PROBLEM DESCRIPTION
Put the lines of the records into a JSON list of strings, one string per line, leaving out blank lines. Include only the lines from the one containing "the car windshield." through the one containing "pixel 125 209", both of them included.

Extracted records
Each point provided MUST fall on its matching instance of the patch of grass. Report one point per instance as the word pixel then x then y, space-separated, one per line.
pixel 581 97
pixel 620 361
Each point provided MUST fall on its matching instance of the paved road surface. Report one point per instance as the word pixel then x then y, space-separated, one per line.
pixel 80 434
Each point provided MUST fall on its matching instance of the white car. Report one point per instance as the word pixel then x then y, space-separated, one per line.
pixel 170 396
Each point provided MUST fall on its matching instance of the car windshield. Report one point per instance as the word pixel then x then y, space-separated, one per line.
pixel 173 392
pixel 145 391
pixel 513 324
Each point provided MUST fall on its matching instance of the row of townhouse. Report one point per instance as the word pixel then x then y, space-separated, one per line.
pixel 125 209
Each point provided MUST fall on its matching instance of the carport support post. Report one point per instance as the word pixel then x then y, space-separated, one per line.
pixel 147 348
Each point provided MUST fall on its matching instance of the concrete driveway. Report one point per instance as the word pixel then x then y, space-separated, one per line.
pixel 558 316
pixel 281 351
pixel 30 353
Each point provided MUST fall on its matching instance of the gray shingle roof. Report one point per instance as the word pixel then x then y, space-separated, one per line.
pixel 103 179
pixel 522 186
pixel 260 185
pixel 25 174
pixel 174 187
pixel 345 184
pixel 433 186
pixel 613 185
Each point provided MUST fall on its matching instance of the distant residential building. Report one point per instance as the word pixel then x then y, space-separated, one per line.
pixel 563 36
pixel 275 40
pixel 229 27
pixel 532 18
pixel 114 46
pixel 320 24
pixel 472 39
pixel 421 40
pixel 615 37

WRITTEN RESPONSE
[
  "Each point provided MUST fall on its matching instance of the car windshield. Report one point per instance as the word pixel then x then y, space-separated, one per line.",
  "pixel 173 392",
  "pixel 145 391",
  "pixel 513 324",
  "Each point provided MUST fall on its matching instance of the row of townhouse. Report one point per instance as the word pixel then x then y, space-separated, one per line.",
  "pixel 125 209"
]